DIRECTIONS: The response should contain only those lines of the entries below that include the string "dress".

INPUT DATA:

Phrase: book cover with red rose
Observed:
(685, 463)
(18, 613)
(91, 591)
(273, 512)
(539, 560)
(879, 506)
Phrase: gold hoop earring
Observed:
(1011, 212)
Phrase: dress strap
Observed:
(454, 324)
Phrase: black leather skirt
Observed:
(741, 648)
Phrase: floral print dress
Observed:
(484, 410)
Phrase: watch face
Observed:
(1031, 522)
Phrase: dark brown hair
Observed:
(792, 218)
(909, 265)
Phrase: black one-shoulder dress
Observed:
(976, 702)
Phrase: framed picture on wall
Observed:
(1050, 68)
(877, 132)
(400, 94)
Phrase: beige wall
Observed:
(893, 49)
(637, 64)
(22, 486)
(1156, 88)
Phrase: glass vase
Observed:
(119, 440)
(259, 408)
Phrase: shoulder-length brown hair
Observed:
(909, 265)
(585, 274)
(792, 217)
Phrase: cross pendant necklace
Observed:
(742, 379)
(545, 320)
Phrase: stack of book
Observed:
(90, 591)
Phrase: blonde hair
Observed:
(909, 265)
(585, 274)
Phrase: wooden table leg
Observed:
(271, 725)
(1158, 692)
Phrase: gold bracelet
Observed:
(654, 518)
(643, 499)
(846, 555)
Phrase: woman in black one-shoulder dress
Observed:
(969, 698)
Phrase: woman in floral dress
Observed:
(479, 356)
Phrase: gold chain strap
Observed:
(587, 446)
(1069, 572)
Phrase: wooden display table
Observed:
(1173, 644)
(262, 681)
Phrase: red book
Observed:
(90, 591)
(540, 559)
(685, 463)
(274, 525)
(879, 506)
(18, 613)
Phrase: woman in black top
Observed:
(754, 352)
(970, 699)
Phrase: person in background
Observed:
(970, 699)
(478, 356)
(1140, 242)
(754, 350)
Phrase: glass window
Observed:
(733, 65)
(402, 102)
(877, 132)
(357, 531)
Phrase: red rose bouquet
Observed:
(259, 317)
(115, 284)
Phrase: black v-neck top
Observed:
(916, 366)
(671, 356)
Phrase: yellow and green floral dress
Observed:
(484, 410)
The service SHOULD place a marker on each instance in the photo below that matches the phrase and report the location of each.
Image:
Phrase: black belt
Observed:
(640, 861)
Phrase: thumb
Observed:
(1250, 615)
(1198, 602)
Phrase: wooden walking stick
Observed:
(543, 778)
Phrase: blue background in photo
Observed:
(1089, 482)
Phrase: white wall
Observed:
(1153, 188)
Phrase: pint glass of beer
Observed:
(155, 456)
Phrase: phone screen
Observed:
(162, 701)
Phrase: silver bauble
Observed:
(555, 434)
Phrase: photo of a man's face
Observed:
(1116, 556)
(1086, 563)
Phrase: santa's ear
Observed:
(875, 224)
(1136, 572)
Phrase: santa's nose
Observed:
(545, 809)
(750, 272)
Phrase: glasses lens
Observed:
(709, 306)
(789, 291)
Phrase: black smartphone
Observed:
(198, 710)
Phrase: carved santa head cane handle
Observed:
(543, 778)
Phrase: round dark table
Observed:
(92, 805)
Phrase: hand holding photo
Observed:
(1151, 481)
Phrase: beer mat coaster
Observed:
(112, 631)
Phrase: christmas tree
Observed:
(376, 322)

ANSWER TO THIS TASK:
Phrase: dress strap
Phrase: floral print dress
Phrase: black one-shoulder dress
Phrase: woman in black one-shoulder dress
Phrase: woman in floral dress
Phrase: yellow and green floral dress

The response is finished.